本文 >>

++++++++++++++++++++

「家族の悩み」だからこそ、自分の悩みよりも深くて辛いこともある【産業医マニュアル】

自分の妻や夫、あるいは子供についての悩みは、自分の悩み以上に深くて辛いこともあります。たとえば、「妻or夫が癌と宣告された」あるいは「子供が発達障害で、満足に幼稚園や小学校に通えていない…」などといったことです。

自分ではいかんともし難いことであり、自分の病気以上に苦しみ、辛さを感じることもあります。ですが、自分自身の病気・障害であれば、会社としても合理的配慮がなされるケースもありますが、「家族の」ということになると、話は別になってしまいます。

「子供は発達障害で、たびたび学校から呼び出される、もしくは学校への送り出しが必要で遅刻せざるを得ない」というようなケースもあります。このような場合、「事情は分かるけど、仕事は仕事だから。やってもらわなきゃ困る」というような対応をされてしまったり、仕事を肩代わりした同僚から冷たい視線を向けられてしまうこともあります。

ただでさえ苦しみ、ストレスを抱えているのにも関わらず、さらに追い打ちを職場からかけられてしまうケースもあるわけです。

あるいは、「妻に先立たれてしまい、残された幼い子供たちをどうするか。両親の支援もなかなか受けられない…」などの場合も、本人としては非常に困ります。妻の死という非常に辛い場面にも関わらず、「どう対応すべきか」ということを求められるわけです。しかも、出勤日は刻一刻と迫り、仕事に向き合わざるを得ません。

さて、こういったケースで産業医としてどう対応すべきか、という問題になりますが、やはり基本は傾聴・共感という姿勢で話を聞くことが必要になるのかな、と思います。寄り添う味方がいないと、ますます彼ら彼女らは追い詰められてしまうのではないでしょうか。

その上で、業務負荷軽減などの会社のサポート・公的な支援などを利用しつつ、対応を検討していくことが必要になるのかな、と思います。この点、産業医だけですとすぐに手詰まりとなってしまう可能性がありますので、様々な職種の方に相談しつつ話を進めていくことになると思います。

また、精神的なサポートをしつつ、症状に応じて受診勧奨も行っていくということも検討すべきだと思います。不眠症状や抑うつ症状など、面談のたびに聴取して増悪傾向がないかもチェックすることも大事です。

もちろん、全てのケースで上手くいくとは限りませんし、今まで苦い経験もしてきましたが、その中でも「最後まで寄り添う味方」のような存在であり続けることは産業医として重要なのではないか、と思います。

++++++++++++++++++++

データセットのレコード:

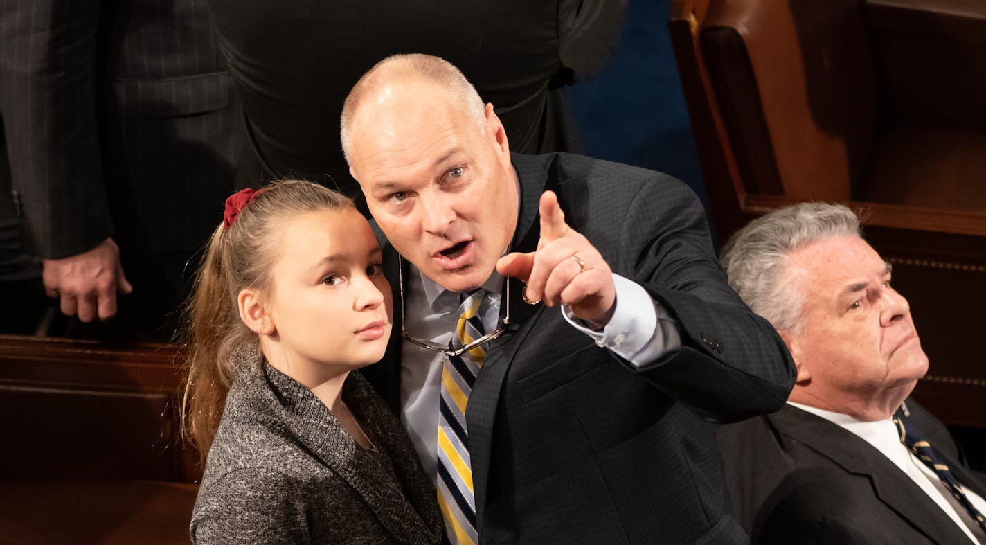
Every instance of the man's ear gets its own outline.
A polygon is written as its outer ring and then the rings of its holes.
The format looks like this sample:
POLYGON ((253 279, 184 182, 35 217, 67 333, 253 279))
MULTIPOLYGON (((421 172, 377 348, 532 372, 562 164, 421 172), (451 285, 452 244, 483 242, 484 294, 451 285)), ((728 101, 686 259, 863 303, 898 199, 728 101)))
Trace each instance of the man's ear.
POLYGON ((274 318, 264 307, 260 294, 256 290, 241 290, 237 296, 237 304, 240 307, 240 319, 250 331, 257 335, 273 335, 277 330, 274 327, 274 318))
POLYGON ((496 143, 500 152, 509 156, 510 143, 507 141, 507 129, 504 128, 503 123, 500 121, 500 117, 495 111, 493 111, 493 104, 491 102, 486 103, 486 109, 483 111, 483 115, 486 117, 487 134, 492 138, 493 142, 496 143))
POLYGON ((808 366, 805 365, 803 347, 800 342, 801 337, 787 329, 778 329, 777 332, 781 335, 781 339, 784 340, 784 344, 788 345, 791 358, 795 361, 795 369, 798 370, 798 376, 795 378, 795 383, 805 385, 810 382, 811 370, 808 369, 808 366))

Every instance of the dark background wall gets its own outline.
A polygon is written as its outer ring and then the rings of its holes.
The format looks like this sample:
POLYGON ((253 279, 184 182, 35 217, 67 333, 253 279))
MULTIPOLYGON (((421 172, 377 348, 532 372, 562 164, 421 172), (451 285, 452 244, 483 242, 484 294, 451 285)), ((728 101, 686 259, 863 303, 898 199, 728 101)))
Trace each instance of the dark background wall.
POLYGON ((568 88, 586 154, 671 174, 708 210, 668 33, 670 0, 630 0, 620 42, 602 72, 568 88))

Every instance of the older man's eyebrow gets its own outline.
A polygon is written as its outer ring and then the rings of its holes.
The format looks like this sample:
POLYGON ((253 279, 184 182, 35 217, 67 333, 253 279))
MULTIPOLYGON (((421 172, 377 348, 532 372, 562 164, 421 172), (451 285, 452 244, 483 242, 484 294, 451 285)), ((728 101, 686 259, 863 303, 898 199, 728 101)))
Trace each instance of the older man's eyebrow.
POLYGON ((842 293, 854 294, 856 292, 862 292, 863 290, 866 290, 866 287, 869 285, 870 285, 869 282, 857 282, 856 284, 850 284, 849 286, 846 287, 845 290, 842 291, 842 293))

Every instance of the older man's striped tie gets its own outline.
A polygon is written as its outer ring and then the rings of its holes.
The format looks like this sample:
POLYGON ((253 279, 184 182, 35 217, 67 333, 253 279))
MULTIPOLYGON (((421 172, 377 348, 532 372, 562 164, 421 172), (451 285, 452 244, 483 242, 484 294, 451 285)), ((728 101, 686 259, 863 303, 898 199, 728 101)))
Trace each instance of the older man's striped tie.
MULTIPOLYGON (((480 319, 482 289, 459 294, 458 323, 450 348, 458 349, 485 334, 480 319)), ((438 504, 445 516, 449 541, 473 544, 476 535, 476 503, 472 491, 472 465, 466 446, 465 405, 472 393, 486 352, 475 347, 460 356, 450 356, 442 370, 442 397, 438 424, 438 504)))
POLYGON ((968 496, 962 492, 962 487, 955 480, 955 476, 952 475, 945 461, 935 454, 931 444, 915 435, 913 426, 905 426, 898 415, 893 416, 893 423, 897 425, 897 431, 900 432, 900 443, 903 443, 918 459, 938 475, 945 488, 951 493, 959 505, 965 508, 965 511, 972 517, 972 521, 978 524, 983 532, 986 532, 986 517, 979 512, 979 510, 969 501, 968 496))

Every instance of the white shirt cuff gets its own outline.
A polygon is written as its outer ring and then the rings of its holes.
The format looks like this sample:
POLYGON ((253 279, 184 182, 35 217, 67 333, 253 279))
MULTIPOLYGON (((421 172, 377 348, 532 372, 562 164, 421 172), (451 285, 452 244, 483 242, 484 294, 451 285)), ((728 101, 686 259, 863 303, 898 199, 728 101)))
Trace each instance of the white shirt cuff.
POLYGON ((613 274, 613 286, 616 289, 616 304, 609 323, 601 330, 591 327, 579 319, 567 306, 562 306, 561 311, 565 319, 579 331, 589 335, 596 344, 611 350, 617 356, 630 362, 635 367, 643 368, 649 363, 680 346, 677 327, 667 312, 661 312, 662 320, 668 323, 659 324, 659 309, 657 303, 651 299, 643 287, 636 282, 627 280, 618 274, 613 274), (668 346, 665 329, 670 327, 673 339, 668 339, 674 346, 668 346))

++++++++++++++++++++

課題 A >> 本文によると、家族の悩みを抱える人に産業医が対応するとき、基本となる姿勢は何ですか。
課題 B >> 本文のうち、「さて、こういったケースで産業」から「ていくことになると思います。」までの部分をそのまま書き出してください。

解答 A >> 傾聴・共感という姿勢で話を聞くことです。

解答 B >>
さて、こういったケースで産業医としてどう対応すべきか、という問題になりますが、やはり基本は傾聴・共感という姿勢で話を聞くことが必要になるのかな、と思います。寄り添う味方がいないと、ますます彼ら彼女らは追い詰められてしまうのではないでしょうか。

その上で、業務負荷軽減などの会社のサポート・公的な支援などを利用しつつ、対応を検討していくことが必要になるのかな、と思います。この点、産業医だけですとすぐに手詰まりとなってしまう可能性がありますので、様々な職種の方に相談しつつ話を進めていくことになると思います。